**Exercise:**
Show each line below that contains the word "sports", copying every such line in full.

**Material for this exercise:**

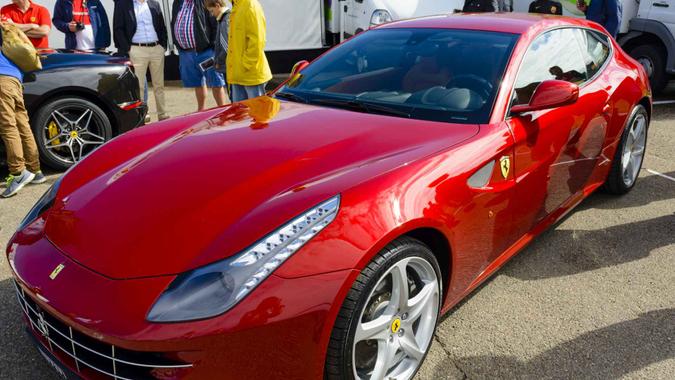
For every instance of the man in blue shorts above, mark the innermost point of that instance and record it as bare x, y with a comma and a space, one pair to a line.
194, 31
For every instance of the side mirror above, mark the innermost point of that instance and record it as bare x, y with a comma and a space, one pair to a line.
298, 67
549, 94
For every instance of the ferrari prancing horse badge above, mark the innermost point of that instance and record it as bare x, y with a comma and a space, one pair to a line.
56, 271
505, 165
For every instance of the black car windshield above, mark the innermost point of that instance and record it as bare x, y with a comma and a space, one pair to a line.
429, 74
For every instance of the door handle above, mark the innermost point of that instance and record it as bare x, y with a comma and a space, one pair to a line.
607, 110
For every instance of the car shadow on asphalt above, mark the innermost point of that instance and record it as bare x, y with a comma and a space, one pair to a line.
18, 358
607, 353
587, 250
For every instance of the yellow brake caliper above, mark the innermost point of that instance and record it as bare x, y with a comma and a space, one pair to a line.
53, 132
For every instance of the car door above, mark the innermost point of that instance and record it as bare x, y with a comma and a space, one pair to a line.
355, 16
555, 149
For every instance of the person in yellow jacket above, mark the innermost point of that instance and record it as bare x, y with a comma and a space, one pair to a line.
247, 69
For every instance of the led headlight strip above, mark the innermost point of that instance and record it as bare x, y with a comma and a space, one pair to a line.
280, 245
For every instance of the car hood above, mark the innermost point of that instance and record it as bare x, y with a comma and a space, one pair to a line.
177, 195
57, 58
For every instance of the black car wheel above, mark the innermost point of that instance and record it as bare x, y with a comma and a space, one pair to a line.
630, 153
67, 129
652, 58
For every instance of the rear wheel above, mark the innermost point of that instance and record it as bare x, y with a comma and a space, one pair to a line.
67, 129
630, 153
653, 59
386, 323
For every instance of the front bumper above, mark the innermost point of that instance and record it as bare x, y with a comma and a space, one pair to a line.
130, 119
280, 330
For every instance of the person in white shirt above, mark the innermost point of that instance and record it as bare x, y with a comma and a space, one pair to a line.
139, 32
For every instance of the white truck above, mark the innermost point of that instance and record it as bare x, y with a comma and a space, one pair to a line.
647, 28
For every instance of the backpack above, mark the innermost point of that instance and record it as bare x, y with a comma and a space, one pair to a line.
478, 6
18, 49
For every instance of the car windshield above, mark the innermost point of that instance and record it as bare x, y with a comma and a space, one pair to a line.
429, 74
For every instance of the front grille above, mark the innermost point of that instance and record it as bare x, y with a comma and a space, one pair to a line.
90, 357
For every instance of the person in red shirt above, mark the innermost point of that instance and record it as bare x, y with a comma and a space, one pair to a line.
32, 19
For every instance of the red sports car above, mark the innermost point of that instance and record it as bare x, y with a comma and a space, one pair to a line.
321, 231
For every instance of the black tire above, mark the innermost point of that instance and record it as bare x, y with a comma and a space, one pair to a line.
339, 355
43, 117
655, 57
615, 183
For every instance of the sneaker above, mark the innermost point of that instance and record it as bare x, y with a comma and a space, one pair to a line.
16, 183
39, 178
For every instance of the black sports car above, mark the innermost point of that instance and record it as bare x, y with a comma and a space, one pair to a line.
78, 101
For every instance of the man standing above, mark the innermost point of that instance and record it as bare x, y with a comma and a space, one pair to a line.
605, 12
16, 132
505, 5
139, 32
194, 31
546, 7
31, 18
247, 69
84, 22
481, 6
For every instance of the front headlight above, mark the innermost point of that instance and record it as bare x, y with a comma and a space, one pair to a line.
380, 16
43, 204
212, 290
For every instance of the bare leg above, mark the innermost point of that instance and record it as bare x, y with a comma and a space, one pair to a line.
219, 95
200, 93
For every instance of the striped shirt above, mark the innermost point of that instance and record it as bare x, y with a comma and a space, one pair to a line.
184, 27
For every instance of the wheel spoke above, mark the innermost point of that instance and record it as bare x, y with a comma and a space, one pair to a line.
72, 152
410, 346
399, 295
59, 136
88, 113
57, 145
386, 353
89, 142
419, 303
375, 329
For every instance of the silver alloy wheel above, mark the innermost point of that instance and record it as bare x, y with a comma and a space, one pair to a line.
647, 64
634, 150
76, 136
397, 322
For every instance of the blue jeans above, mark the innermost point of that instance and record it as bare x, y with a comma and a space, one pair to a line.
239, 92
192, 75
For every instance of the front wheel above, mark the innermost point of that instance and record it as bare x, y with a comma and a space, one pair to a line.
388, 319
67, 129
630, 153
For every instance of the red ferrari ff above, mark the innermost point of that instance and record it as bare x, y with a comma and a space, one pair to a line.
321, 231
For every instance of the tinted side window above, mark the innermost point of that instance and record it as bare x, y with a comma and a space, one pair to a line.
553, 55
597, 51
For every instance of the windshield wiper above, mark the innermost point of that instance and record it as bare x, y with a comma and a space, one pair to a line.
291, 97
360, 105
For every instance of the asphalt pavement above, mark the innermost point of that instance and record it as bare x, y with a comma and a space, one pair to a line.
592, 298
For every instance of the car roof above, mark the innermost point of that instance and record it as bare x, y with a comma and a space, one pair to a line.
514, 23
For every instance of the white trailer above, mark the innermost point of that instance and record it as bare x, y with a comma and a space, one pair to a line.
295, 27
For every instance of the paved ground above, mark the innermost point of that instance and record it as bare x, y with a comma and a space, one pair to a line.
592, 298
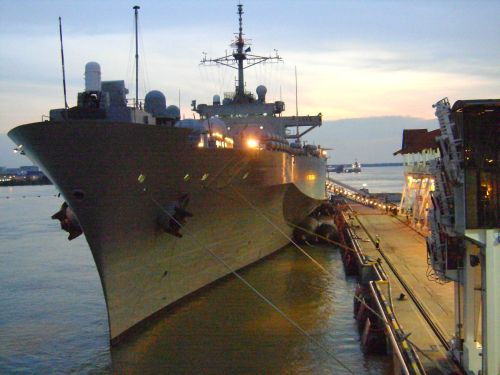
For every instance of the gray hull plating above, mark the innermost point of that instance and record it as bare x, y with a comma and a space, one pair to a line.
120, 178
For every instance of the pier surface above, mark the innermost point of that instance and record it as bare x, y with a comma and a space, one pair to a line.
426, 311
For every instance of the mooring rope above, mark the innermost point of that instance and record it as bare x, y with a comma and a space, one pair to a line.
258, 293
362, 301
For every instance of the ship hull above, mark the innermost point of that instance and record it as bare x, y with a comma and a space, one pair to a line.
122, 180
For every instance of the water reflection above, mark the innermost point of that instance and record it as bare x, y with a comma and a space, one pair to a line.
227, 329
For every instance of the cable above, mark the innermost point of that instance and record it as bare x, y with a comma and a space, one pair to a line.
259, 294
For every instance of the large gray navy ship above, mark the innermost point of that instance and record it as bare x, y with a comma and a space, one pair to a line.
166, 205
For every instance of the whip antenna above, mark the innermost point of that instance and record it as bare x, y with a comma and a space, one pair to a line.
64, 74
136, 8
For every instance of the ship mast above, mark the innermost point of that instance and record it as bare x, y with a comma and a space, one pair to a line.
235, 60
136, 8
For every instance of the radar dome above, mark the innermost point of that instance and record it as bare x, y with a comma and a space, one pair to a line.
155, 103
173, 112
261, 93
92, 76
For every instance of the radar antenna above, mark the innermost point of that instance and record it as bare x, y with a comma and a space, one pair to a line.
235, 60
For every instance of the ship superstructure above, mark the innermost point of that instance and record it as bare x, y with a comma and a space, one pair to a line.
162, 202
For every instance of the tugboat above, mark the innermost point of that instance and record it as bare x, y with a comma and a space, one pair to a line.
355, 168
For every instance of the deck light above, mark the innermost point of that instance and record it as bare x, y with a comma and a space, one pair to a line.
252, 143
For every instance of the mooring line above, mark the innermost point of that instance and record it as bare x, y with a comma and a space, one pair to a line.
329, 273
259, 294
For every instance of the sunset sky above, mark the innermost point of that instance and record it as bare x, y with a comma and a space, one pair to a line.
372, 68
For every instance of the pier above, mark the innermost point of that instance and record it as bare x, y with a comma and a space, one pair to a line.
394, 275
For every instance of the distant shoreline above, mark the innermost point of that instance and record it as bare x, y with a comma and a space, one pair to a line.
42, 181
369, 165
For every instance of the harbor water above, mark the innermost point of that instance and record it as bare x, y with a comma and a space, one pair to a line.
53, 315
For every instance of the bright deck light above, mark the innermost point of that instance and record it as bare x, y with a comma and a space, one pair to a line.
252, 143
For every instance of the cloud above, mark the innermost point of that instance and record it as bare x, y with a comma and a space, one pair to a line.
369, 140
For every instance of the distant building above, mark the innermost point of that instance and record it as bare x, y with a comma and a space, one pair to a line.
418, 149
25, 175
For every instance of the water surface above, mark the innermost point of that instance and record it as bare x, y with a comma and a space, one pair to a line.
53, 315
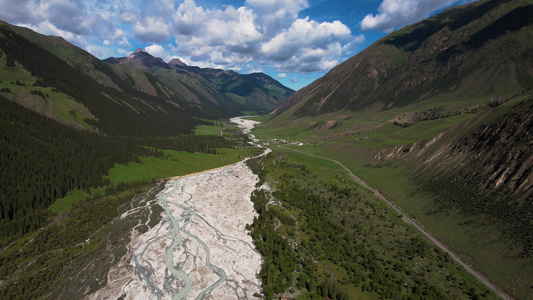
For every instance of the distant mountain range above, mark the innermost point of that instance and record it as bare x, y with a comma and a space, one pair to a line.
466, 61
480, 49
135, 95
252, 92
439, 116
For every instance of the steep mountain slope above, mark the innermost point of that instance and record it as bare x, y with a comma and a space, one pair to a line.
114, 108
479, 49
257, 92
438, 116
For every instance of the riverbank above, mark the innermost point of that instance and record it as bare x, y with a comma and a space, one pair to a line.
201, 247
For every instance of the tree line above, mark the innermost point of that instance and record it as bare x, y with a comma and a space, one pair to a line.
41, 160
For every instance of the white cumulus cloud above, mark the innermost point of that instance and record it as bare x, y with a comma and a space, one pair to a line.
265, 33
397, 13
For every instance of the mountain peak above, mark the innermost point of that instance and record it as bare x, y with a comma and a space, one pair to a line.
177, 62
137, 52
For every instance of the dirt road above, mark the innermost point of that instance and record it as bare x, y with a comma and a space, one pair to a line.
485, 280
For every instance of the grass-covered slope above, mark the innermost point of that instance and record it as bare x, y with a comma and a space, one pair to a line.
437, 116
213, 88
125, 111
480, 49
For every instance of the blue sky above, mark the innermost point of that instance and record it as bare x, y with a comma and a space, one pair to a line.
294, 41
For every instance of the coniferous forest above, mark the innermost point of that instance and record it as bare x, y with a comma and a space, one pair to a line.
41, 160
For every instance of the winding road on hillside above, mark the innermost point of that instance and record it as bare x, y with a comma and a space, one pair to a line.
485, 280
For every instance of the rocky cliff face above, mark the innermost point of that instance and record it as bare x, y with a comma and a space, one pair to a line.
497, 155
481, 48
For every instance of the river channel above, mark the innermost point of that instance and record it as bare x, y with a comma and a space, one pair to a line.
201, 248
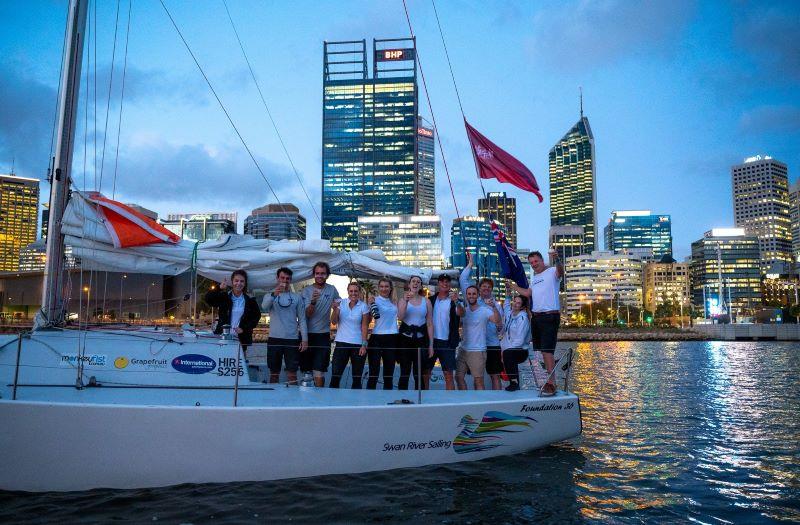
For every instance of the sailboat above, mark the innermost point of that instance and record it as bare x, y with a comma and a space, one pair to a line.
85, 409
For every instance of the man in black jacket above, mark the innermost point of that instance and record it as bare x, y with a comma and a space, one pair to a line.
236, 308
445, 332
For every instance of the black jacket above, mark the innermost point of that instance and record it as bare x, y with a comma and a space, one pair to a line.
454, 338
252, 313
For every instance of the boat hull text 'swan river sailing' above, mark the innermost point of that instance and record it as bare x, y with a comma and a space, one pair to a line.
83, 409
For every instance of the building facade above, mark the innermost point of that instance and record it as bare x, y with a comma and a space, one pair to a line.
200, 227
370, 137
794, 217
573, 195
19, 209
603, 276
411, 240
667, 283
501, 208
474, 234
426, 169
276, 222
726, 273
639, 232
761, 206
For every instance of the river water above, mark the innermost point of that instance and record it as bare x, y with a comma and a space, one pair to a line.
703, 432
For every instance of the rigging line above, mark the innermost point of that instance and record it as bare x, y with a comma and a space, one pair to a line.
433, 116
121, 100
108, 100
272, 120
222, 106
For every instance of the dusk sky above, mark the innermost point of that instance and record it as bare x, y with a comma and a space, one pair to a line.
676, 93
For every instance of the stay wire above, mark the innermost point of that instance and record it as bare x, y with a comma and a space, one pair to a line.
222, 106
272, 120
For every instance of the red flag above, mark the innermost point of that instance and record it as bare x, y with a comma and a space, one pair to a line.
495, 163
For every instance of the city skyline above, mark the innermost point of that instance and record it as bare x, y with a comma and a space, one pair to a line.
653, 136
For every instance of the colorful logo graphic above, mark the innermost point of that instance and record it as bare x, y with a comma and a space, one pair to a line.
193, 364
486, 434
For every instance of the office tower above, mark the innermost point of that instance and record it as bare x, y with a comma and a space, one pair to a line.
639, 232
474, 234
761, 206
794, 217
499, 207
19, 203
726, 273
200, 227
666, 283
573, 195
603, 276
411, 240
426, 169
370, 137
276, 222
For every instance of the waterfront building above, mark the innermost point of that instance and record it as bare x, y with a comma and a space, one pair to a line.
372, 159
411, 240
474, 234
603, 276
499, 207
573, 194
200, 227
761, 206
794, 217
726, 272
276, 222
426, 169
639, 232
666, 283
19, 203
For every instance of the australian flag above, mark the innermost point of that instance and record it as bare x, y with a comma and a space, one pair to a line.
510, 265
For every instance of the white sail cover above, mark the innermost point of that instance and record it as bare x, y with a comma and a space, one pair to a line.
90, 233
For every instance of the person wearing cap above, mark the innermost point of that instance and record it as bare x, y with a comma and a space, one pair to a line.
446, 313
545, 308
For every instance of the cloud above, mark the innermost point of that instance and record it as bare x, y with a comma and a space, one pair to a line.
770, 119
593, 33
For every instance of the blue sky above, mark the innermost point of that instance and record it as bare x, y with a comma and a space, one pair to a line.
676, 93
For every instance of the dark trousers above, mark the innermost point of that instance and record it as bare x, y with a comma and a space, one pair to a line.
381, 347
343, 353
512, 357
412, 351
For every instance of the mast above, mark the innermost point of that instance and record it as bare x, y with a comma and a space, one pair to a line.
52, 312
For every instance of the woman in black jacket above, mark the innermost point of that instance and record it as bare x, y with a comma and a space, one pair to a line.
236, 308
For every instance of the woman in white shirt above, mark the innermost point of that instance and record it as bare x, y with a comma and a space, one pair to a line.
514, 336
416, 333
383, 341
351, 318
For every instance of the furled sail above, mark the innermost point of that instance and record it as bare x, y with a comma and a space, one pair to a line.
94, 235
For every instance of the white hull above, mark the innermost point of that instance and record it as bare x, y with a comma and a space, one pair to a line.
123, 436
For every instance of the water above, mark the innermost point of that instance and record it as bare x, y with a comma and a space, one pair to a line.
673, 432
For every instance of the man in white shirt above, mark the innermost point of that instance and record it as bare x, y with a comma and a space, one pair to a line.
475, 320
546, 309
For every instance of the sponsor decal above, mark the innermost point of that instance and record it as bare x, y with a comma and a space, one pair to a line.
193, 364
86, 359
486, 434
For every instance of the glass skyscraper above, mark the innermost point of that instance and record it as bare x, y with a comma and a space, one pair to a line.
573, 199
639, 231
370, 137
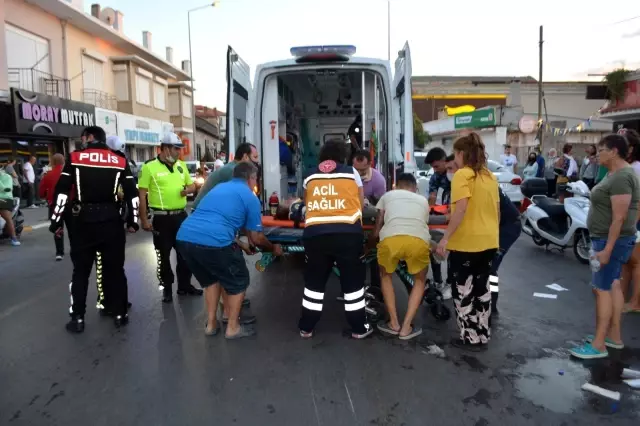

**Solution for this task:**
For every instance of the red sports car above, mark the innermost point of that instance and record it as bare x, y with a comma and a space, one pair to a line.
For every instance of the black sports car above, mark the innermost point of that instance and record it as bare x, y with a comma and a space, one pair to a line.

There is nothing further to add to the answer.